- Поставленная задача 1 -
Ответьте по тексту о блокадном дневнике Тани на три вопроса:
(а) Что подарил Тане брат, стоявшее глыбой льда в её опустевшей квартире?
(б) До какого города Таня добиралась в эвакуации?
(в) Чему Татьяна Николаевна много лет учила детей?
- Поставленная задача 2 -
Дословно перепишите фрагмент текста о блокадном дневнике Тани, начиная со слов «Весной 1942 г. Таню» и заканчивая словами «дневник — это история!».
- Поставленная задача 3 -
Продолжите текст о блокадном дневнике Тани, начав сразу после его последнего предложения.

- Предложенный текст -
::::::::

После потери мамы и брата весной 1942 г. с Таней произошло чудо. В её опустевшей квартире стояла глыба льда — подарок брата, замёрзший аквариум с застывшими во льду рыбками. Когда лёд растаял, с ним оттаяла и одна золотая рыбка и вновь начала плавать. Эта история — метафора всей блокады: врагу казалось, что город должен быть мёртв, выжить в нём невозможно. Но он выжил.

Память сердца

«В 90-х годах стало модным говорить о том, что в Ленинграде процветал каннибализм, а люди потеряли человеческий облик, — маму это страшно возмущало. Вопиющие единичные случаи пытались представить массовым явлением. Мама вспоминала, как к ним пришла учительница музыки и сказала, что её муж умер от голода, а Володя воскликнул, что если бы он знал, то отдал бы ему свой хлеб. А через несколько дней не стало его самого. Мама часто вспоминала благородные поступки блокадников. Её дневник перекликается с тем, что писала пережившая блокаду поэт Ольга Берггольц : «... мы счастье страшное открыли — /Достойно не воспетое пока,- /Когда последней коркою делились, /Последнею щепоткой табака». «Город выжил, потому что люди думали не о себе, а о других», — говорит профессор Вассоевич.

«Чувство долга», «дружба» — это слова из Таниного дневника. Когда она узнала, что умер папа её лучшей подруги, которая была в эвакуации, она похоронила его рядом со своим братом: «Я не могла, чтобы он остался на улице». На похороны голодная девочка потратила последние крохи продуктов.

Весной 1942 г. Таню эвакуировали из Ленинграда. Несколько недель на разных эшелонах она добиралась до Алма-Аты, храня как зеницу ока дневник и фотографии близких. В эвакуации Таня наконец встретилась с отцом — известным геологом-нефтяником. Когда сомкнулось блокадное кольцо, он был в командировке и оказался оторванным от семьи. Оба после войны вернулись в Ленинград. В родном городе Таня сразу же пошла к лучшему другу своего покойного брата, Толе, тому самому, что плакал на похоронах. От его мамы она узнала, что юноша умер вскоре после её брата. Таня пыталась найти ещё четырёх друзей Володи — все они умерли в блокаду. Татьяна Николаевна много лет своей жизни посвятила преподаванию детям живописи. И всегда говорила им: «Ведите дневник, потому что дневник — это история!

::::::::

Сохранённые записи
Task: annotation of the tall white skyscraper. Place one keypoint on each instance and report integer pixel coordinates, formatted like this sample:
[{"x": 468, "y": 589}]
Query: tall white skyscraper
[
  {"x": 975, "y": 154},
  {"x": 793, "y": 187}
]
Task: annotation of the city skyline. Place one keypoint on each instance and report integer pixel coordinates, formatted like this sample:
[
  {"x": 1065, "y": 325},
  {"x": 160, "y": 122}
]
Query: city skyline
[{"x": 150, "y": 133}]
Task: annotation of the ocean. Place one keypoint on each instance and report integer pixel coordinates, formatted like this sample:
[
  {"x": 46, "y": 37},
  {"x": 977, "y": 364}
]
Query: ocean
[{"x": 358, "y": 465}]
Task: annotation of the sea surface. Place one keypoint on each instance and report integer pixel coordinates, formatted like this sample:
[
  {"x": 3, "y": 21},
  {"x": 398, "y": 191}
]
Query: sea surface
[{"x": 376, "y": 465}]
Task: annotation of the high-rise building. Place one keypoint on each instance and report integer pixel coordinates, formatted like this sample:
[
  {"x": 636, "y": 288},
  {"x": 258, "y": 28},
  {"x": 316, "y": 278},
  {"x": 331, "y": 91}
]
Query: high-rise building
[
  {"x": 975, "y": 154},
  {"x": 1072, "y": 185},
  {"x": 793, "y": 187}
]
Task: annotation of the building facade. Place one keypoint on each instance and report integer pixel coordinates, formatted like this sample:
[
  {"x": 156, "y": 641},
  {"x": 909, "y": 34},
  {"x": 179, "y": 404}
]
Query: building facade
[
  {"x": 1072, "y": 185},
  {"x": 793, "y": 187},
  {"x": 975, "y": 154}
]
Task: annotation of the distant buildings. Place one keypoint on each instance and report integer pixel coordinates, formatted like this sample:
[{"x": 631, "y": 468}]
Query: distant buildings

::::::::

- Ответ на задание 1 -
(а) Замёрзший аквариум с застывшими во льду рыбками.
(б) До Алма-Аты.
(в) Живописи.

- Ответ на задание 2 -
Весной 1942 г. Таню эвакуировали из Ленинграда. Несколько недель на разных эшелонах она добиралась до Алма-Аты, храня как зеницу ока дневник и фотографии близких. В эвакуации Таня наконец встретилась с отцом — известным геологом-нефтяником. Когда сомкнулось блокадное кольцо, он был в командировке и оказался оторванным от семьи. Оба после войны вернулись в Ленинград. В родном городе Таня сразу же пошла к лучшему другу своего покойного брата, Толе, тому самому, что плакал на похоронах. От его мамы она узнала, что юноша умер вскоре после её брата. Таня пыталась найти ещё четырёх друзей Володи — все они умерли в блокаду. Татьяна Николаевна много лет своей жизни посвятила преподаванию детям живописи. И всегда говорила им: «Ведите дневник, потому что дневник — это история!

- Ответ на задание 3 -
Ленинград не был стёрт с лица земли. Можем ли мы сегодня сказать то же самое о нашей памяти о войне? Не стирается ли она в нашем сердце? Горько, что 95 страниц дневника 13-летней школьницы-блокадницы не изданы. Из него современные подростки могли бы узнать о войне больше, чем из некоторых учебников и современных фильмов.

ИСТОРИИ ДЕТЕЙ БЛОКАДНОГО ЛЕНИНГРАДА

22 ноября 1941 года в ходе блокады Ленинграда начала действовать - ледовая трасса через Ладожское озеро. Благодаря ей множество детей смогли отправиться в эвакуацию. До этого некоторые из них прошли через сиротские дома: чьи-то родные погибли, а чьи-то - пропадали на работе целыми днями.

"В начале войны мы, наверное, и не осознавали, что и детство наше, и семья, и счастье когда-нибудь разрушатся. Но почти что сразу это почувствовали", - говорит Валентина Трофимовна Гершунина, которую в 1942 году, девятилетней, вывезли с детским домом в Сибирь. Слушая рассказы выросших блокадников, понимаешь: сумев сохранить жизнь, они лишились детства. Слишком много "взрослых" дел пришлось делать этим ребятам, пока настоящие взрослые воевали - на фронте или у станков.

Несколько женщин, которых когда-то успели вывезти из блокадного Ленинграда, рассказали нам свои истории. Истории об украденном детстве, о потерях и о жизни - вопреки всему.

"Мы увидели траву и начали ее есть, как коровы"

История Ирины Константиновны Потравновой

Маленькая Ира потеряла в войну маму, брата и дар. "У меня был абсолютный слух. Я успела поучиться в музыкальной школе, - рассказывает Ирина Константиновна. - Меня хотели без экзаменов взять в школу при консерватории, сказали приходить в сентябре. А в июне началась война".

Ирина Константиновна родилась в православной семье: папа был регентом в церкви, а мама пела в хоре. В конце 1930-х отец стал работать главным бухгалтером технологического института. Жили в двухэтажных деревянных домах на окраине города. В семье было трое детей, Ира - младшая, ее называли кочерыжкой. Папа умер за год до начала войны. А перед смертью говорил жене: "Только береги сына". Сын погиб первым - еще в марте. Деревянные дома сгорели при бомбежках, и семья отправилась к родственникам. "У папы была изумительная библиотека, а мы могли только взять самые необходимые вещи. Собрали два больших чемодана, - рассказывает Ирина Константиновна. - Был холодный апрель. Как будто наверху чувствовали, что должен быть мороз. В слякоть мы бы вообще не вытянули. А по дороге у нас украли карточки".

5 апреля 1942 года была Пасха, и мама Ирины Константиновны пошла на базар - купить хотя бы дуранды, мякоти семечек, остававшейся после отжима масла. Вернулась она с температурой и больше уже не встала.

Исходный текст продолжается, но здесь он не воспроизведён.